→ **Exercise**
Examine the entries below, count the lines holding the string "stucco", and respond with the number only.

━━━━━ Input for this task ━━━━━

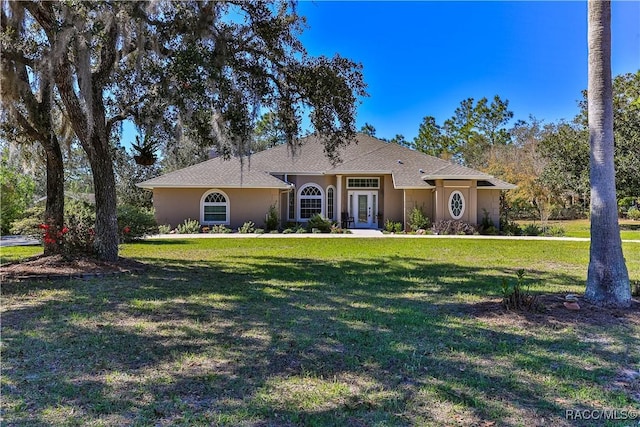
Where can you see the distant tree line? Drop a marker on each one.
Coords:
(548, 161)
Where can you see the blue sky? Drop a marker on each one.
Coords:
(423, 58)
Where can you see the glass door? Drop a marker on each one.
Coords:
(364, 208)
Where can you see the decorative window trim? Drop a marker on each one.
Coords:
(291, 205)
(330, 207)
(350, 182)
(226, 204)
(451, 207)
(300, 198)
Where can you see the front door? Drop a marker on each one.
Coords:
(364, 208)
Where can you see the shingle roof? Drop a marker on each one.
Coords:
(217, 173)
(409, 168)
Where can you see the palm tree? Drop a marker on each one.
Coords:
(607, 277)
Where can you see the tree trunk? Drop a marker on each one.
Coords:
(54, 210)
(607, 277)
(106, 238)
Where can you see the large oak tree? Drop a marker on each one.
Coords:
(204, 69)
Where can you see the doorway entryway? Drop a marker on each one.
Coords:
(363, 206)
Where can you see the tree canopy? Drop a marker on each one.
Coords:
(203, 70)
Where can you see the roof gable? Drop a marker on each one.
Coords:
(365, 155)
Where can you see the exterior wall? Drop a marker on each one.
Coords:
(323, 181)
(489, 200)
(469, 191)
(392, 202)
(174, 205)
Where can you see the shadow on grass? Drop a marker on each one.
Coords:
(277, 341)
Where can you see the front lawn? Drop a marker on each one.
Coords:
(629, 230)
(289, 332)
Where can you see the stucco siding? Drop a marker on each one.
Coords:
(489, 200)
(174, 205)
(421, 199)
(391, 203)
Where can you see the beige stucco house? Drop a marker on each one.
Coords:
(373, 182)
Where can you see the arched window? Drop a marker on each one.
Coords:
(214, 208)
(331, 202)
(310, 201)
(456, 205)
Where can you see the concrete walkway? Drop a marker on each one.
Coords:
(360, 233)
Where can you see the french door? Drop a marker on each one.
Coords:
(363, 206)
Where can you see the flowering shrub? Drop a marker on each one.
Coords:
(51, 235)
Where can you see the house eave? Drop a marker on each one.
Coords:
(151, 187)
(455, 177)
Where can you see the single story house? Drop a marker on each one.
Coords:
(373, 182)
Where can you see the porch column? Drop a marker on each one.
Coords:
(339, 197)
(473, 203)
(439, 200)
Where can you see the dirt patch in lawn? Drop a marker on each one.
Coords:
(555, 312)
(58, 267)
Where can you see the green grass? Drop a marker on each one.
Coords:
(629, 230)
(311, 332)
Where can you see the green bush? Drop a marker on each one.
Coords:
(247, 228)
(319, 223)
(272, 221)
(487, 227)
(510, 228)
(189, 226)
(451, 227)
(634, 214)
(515, 297)
(554, 231)
(532, 230)
(219, 229)
(418, 220)
(135, 222)
(393, 226)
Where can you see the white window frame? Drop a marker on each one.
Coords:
(300, 197)
(464, 204)
(226, 204)
(331, 215)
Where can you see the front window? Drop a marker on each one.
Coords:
(456, 205)
(215, 208)
(310, 198)
(331, 203)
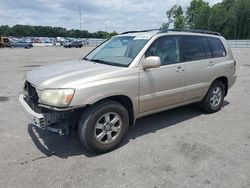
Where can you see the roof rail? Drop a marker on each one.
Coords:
(191, 31)
(140, 31)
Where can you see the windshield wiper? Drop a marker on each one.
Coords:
(85, 59)
(107, 62)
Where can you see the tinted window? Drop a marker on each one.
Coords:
(217, 47)
(167, 48)
(195, 48)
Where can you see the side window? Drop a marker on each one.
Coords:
(167, 48)
(217, 47)
(195, 48)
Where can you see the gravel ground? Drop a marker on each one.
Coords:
(182, 147)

━━━━━

→ **Solution**
2